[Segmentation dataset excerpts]
══════════

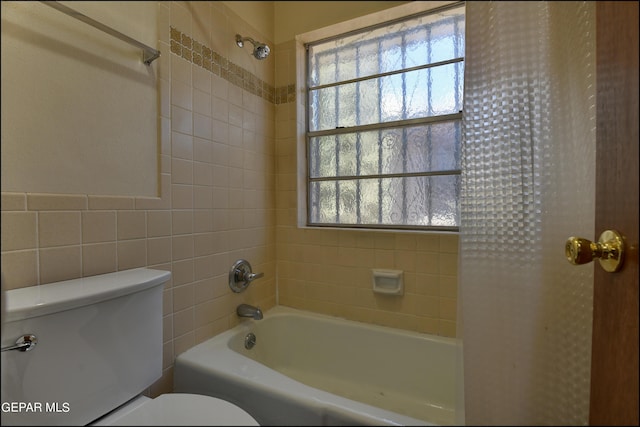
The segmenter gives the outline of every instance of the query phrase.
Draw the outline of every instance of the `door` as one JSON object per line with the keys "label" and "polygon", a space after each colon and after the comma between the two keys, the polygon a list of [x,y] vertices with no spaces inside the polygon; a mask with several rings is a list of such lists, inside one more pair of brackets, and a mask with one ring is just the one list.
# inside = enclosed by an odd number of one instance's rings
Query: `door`
{"label": "door", "polygon": [[596,40],[595,238],[615,229],[627,253],[594,266],[589,423],[638,425],[638,2],[598,2]]}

══════════

■ WRITTEN PROBLEM
Rewrite the lines above with every "segmenter" changed to "annotator" and nothing else altered. Leave the pictures out of your answer.

■ RESULT
The annotator gives the outline of every instance of the query phrase.
Draw the outline of every instance of the `door` as one JSON object per line with the keys "label" and "polygon", a space after each colon and after the comma between the two keys, the polygon a list of [x,y] vertices with no spaces inside the polygon; a mask with several rings is a list of such lists, inside one more pair of brackets, and a mask with one ring is just the one list.
# inside = enclosed by an odd number of one instance's rings
Query: `door`
{"label": "door", "polygon": [[596,40],[595,238],[615,229],[627,253],[594,266],[589,423],[638,425],[638,2],[598,2]]}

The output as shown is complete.